-- start --
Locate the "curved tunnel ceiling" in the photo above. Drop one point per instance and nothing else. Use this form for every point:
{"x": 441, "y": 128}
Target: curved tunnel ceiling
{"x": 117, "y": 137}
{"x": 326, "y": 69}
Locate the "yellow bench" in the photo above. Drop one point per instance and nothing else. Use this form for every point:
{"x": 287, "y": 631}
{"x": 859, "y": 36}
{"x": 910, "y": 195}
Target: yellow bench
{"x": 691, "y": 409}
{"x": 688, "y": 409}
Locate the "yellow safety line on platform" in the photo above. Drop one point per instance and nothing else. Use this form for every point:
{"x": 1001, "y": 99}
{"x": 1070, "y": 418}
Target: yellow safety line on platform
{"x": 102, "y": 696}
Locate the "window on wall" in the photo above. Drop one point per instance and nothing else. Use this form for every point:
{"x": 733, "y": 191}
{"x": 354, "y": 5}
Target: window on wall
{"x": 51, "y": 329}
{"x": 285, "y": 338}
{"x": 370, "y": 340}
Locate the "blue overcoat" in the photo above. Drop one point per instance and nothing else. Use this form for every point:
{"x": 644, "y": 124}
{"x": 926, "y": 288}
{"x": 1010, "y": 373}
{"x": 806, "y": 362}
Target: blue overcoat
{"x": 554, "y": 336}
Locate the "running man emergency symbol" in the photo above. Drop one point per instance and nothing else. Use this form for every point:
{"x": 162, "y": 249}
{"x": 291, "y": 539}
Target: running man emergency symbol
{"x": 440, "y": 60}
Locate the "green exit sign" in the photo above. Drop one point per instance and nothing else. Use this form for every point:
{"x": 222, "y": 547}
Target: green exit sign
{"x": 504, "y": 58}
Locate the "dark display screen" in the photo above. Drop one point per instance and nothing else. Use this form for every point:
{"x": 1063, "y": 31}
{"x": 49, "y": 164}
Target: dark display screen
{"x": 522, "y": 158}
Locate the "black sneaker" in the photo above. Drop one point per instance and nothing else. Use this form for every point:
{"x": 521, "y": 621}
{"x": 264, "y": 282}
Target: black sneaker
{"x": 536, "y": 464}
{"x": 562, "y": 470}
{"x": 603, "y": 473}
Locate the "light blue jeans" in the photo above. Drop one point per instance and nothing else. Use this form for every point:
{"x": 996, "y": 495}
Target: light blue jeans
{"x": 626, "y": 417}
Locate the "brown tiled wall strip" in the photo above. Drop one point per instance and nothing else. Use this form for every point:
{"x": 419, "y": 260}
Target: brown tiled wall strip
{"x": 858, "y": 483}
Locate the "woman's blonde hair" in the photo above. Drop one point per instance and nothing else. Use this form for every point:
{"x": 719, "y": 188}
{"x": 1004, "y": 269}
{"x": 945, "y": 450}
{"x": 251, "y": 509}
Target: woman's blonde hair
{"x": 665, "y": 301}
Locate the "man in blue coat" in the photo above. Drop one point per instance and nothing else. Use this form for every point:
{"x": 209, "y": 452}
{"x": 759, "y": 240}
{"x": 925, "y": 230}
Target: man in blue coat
-- end --
§ **Brief**: Which lines in the records above contain the string "running"? Extract each one whole, and count only matches with the same capitalization.

§ **Answer to this task**:
Locate the "running man emergency symbol" in the photo above. Drop one point per instance and nothing else. Use this form for every point:
Target: running man emergency symbol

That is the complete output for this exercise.